— Exercise description —
Among the lines below, list those containing the string "facade".

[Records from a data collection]

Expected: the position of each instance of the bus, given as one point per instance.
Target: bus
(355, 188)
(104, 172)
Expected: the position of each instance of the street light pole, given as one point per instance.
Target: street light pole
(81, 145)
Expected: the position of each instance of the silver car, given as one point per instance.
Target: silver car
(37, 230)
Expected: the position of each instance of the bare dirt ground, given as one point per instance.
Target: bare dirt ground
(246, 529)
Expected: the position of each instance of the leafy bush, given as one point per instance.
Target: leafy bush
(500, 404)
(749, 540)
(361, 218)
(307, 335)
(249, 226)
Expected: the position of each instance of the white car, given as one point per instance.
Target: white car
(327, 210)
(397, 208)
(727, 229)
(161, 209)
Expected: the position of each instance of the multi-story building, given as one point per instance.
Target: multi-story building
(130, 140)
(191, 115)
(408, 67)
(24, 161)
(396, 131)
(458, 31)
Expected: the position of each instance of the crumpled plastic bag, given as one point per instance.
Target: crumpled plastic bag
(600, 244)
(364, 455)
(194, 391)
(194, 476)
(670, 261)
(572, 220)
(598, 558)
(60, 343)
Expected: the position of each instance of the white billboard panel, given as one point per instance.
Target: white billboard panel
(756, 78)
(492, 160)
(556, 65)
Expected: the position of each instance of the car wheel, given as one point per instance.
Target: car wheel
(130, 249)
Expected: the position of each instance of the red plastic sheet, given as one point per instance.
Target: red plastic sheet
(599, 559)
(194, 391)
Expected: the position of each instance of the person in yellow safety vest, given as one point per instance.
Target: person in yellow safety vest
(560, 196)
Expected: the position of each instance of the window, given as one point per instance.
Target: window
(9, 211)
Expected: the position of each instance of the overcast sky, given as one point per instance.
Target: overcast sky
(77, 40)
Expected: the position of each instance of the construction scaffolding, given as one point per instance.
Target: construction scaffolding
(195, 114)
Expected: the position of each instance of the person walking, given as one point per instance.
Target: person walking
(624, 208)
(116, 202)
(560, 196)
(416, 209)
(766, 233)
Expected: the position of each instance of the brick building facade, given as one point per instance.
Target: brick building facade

— Solution —
Expected: the position of each instance of the brick building facade, given as one point per instance.
Target: brick building facade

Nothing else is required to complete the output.